▶ TASK DIRECTIONS
Turn the whole listing below into a JSON list of strings with one string per line, dropping blank lines and omitting the pictures.

▶ Rows of box annotation data
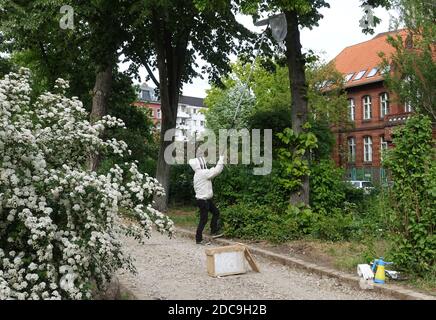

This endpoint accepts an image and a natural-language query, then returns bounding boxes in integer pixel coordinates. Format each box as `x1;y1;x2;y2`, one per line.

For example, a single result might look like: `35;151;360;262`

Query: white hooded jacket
188;156;224;200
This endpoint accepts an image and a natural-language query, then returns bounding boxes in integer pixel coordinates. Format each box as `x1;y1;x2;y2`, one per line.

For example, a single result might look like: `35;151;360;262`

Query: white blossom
0;69;174;300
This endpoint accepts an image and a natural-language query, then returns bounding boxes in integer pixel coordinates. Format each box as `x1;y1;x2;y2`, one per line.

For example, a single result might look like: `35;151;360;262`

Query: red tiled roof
332;29;407;87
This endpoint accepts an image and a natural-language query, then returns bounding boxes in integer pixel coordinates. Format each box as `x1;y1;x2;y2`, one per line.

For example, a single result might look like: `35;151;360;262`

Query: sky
124;0;397;98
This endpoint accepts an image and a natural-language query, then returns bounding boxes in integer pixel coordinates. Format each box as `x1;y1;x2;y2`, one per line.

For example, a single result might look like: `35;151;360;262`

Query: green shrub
221;203;298;242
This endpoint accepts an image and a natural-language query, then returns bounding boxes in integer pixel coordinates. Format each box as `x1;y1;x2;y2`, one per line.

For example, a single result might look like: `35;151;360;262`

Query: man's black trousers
195;199;220;242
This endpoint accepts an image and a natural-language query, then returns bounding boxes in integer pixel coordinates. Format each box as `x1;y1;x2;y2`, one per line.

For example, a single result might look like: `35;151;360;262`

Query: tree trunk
285;11;310;205
90;65;112;171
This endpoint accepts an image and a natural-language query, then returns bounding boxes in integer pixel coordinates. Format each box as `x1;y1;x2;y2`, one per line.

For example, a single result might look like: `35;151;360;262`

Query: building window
348;138;356;162
363;137;372;162
363;96;372;120
345;73;354;82
348;99;356;121
380;92;389;118
353;70;366;81
380;136;388;160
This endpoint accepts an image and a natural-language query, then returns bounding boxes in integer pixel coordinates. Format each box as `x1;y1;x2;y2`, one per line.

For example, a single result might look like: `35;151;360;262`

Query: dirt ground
119;233;391;300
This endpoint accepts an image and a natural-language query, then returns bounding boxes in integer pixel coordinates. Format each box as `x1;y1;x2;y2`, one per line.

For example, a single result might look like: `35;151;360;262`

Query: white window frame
348;98;356;121
380;92;389;118
380;136;388;159
363;136;372;162
404;101;413;112
362;96;372;120
348;137;356;162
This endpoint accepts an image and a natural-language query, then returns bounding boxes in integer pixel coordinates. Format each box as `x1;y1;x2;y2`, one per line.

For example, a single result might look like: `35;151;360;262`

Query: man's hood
188;157;207;171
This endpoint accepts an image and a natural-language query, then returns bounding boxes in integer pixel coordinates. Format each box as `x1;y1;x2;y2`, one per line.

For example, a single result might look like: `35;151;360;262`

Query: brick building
333;30;412;183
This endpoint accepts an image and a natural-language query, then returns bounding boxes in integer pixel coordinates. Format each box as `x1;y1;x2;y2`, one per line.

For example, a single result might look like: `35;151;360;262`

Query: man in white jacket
189;156;224;244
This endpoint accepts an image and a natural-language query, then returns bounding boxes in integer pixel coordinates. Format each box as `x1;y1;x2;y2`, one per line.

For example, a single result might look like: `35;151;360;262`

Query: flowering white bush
0;69;173;300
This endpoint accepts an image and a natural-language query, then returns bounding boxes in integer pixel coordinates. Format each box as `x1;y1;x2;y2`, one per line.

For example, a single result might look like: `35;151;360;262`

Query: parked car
348;180;374;194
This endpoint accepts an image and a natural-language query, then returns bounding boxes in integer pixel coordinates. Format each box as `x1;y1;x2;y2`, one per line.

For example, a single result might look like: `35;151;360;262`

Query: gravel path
119;233;390;300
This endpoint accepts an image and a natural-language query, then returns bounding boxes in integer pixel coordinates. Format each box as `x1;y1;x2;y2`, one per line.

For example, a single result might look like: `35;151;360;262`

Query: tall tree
0;0;153;171
383;0;436;122
126;0;252;211
242;0;389;204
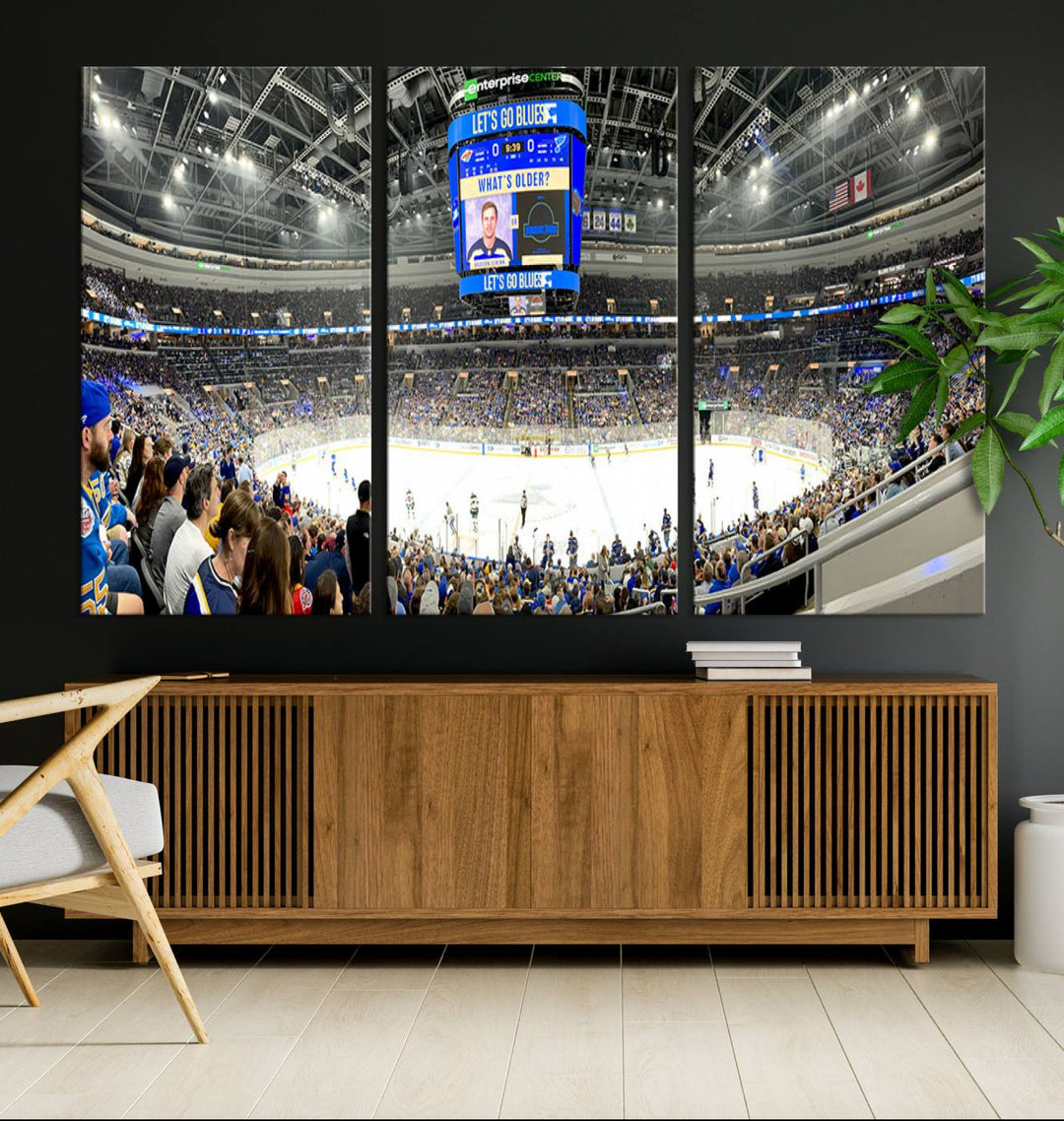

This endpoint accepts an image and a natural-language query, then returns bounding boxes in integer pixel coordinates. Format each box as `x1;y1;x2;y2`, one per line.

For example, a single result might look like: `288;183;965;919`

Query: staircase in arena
620;370;647;424
821;455;985;615
502;374;517;426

▶ RESPONSE TO THIS EXERCISE
[
  "This endpoint accepts an image and a natural-language query, then returns bounding boxes in integer pixel coordinates. Format each box as `x1;y1;x2;y2`, one per line.",
  "For example, a single result might look like: `35;151;360;262`",
  "Query: white hooded jacket",
  "188;156;224;200",
  "This endpoint accepts an image and a natural-language query, then returns bounding boxes in integer pixel coordinates. Format each box as `x1;y1;x2;y2`, one per line.",
  "For example, a single result might look like: `35;151;360;262`",
  "Query: white blossom",
  "0;69;174;300",
  "This endpoint accepts an image and a natural-language query, then returns bounding boxes in integer pixel coordinates. Format each box as `x1;y1;x2;y2`, one per line.",
  "For example, a single result might look like: `35;151;360;262`",
  "Query: red tiled roof",
  "332;29;407;87",
  "This endpoint accepts an image and a natural-language query, then returns bounding boxes in integer pixel coordinates. Format each box as `x1;y1;x2;y2`, one per line.",
  "For example, a single result might look like: `35;151;360;262`",
  "Query: sky",
  "124;0;397;98",
  "This endpoint accepts an image and a natural-language query, then returns bounding boxes in integer pixel coordinates. Format each box as `x1;y1;x2;y2`, one per line.",
  "For example, a single result might look like: `35;151;360;262`",
  "Query: green shrub",
  "221;203;298;242",
  "This endpoint accepts an image and a natural-language query, then returns bounding boxes in integer pixel coordinates. Format each box as `x1;y1;x2;y2`, one per line.",
  "For example, a single result might look like: `35;151;360;262`",
  "Query: man's black trousers",
  "195;199;220;242",
  "This endpoint accepts an image and a natural-language query, then returns bounding boxes in integer pixel coordinates. Format each box as `x1;y1;x2;y2`, one per line.",
  "For example, a single result might look like: `35;151;360;262`",
  "Query: tree trunk",
  "285;11;310;205",
  "90;65;112;171",
  "This endpoint accepts an image and a natural-language query, then returns bounding boxes in integer pixel coordinates. Format each box as `x1;y1;x2;y2`, one per line.",
  "For example, a single result might look like: `35;151;360;262`",
  "Query: building window",
  "348;138;356;162",
  "363;137;372;162",
  "363;96;372;120",
  "345;73;354;82",
  "348;99;356;121",
  "380;92;389;118",
  "353;70;366;81",
  "380;136;388;160",
  "This endpoint accepts an image and a natural-language query, then returns bounding boxes in integer pixel coordinates. Format each box as `x1;y1;x2;y2`, one per line.",
  "For example, a single result might look like: `35;151;360;262`",
  "Query: dirt ground",
  "119;233;391;300",
  "This endpoint accepts an image and a natural-language query, then returns bounding boxes in integer pixel coordinates. Format each box as `x1;y1;x2;y2`, one per line.",
  "For example, a single result might look like: `35;151;360;262`",
  "Query: white window frame",
  "348;98;356;121",
  "380;92;389;118",
  "380;136;388;159",
  "363;136;372;162",
  "404;101;413;112",
  "362;96;372;120",
  "348;137;356;162",
  "This endpoint accepts an image and a natural-language query, then returns bounding boxes in integer pixel coordinates. Format each box as `x1;y1;x2;y2`, one per line.",
  "For example, a single result might look like: `35;151;360;262`",
  "Query: man's hood",
  "188;157;207;171",
  "This endpoint accepts an image and a natural-language query, then returns bounding boxes in integer pixel coordinates. Format each box as `x1;y1;x2;y2`, one per line.",
  "For example, a single result might look like: `35;151;360;262`",
  "Query: brick building",
  "333;30;412;183",
  "This endpoint accepts an image and a natural-language query, then returns bounding boxes in integer pixel coordinates. Format each box as `x1;y1;x2;y2`, one per line.",
  "For example, a single result might look like: `35;151;360;262`",
  "Query: man in white jacket",
  "189;156;224;244",
  "This endpoint accepts an image and a natural-language query, then returns bounding boxes in integer pixel coordinates. Format each box as `x1;y1;x2;y2`, one per line.",
  "For example, a single result might look like: `35;151;360;262`",
  "Query: flowering white bush",
  "0;69;173;300",
  "This endpoint accepts an image and a natural-language query, then returns bounding boxes in integer pixel coordinates. Format each box as `x1;y1;x2;y2`, one per line.",
  "For example, a single result might look like: `35;151;360;262`",
  "Query: parked car",
  "348;180;374;194",
  "This endpoint accepts an image and a natural-language query, then returns bounding boxes in integer pixel coordinates. Format each box as `x1;y1;x2;y2`, one per line.",
  "For example, a single result might look like: `35;151;360;262`",
  "Query: gravel path",
  "119;233;390;300",
  "This endpoint accepts an image and a natural-language query, then returns bounding boxes in integer pixel coordinates. Format each box as `x1;y1;x2;y2`, one per line.",
  "For example, a single result might look like: `35;151;360;262`",
  "Query: tall tree",
  "0;0;153;171",
  "383;0;436;122",
  "126;0;252;211",
  "242;0;389;204",
  "This endpoint accepts an image and a natural-language query, then returns bounding boxes in integer pixel coordinates. Format each box as `x1;y1;x2;y2`, one per line.",
  "For example, a single result might look like: `288;183;965;919`",
  "Query: staircase in arena",
  "620;370;647;424",
  "821;455;985;615",
  "502;374;517;426"
]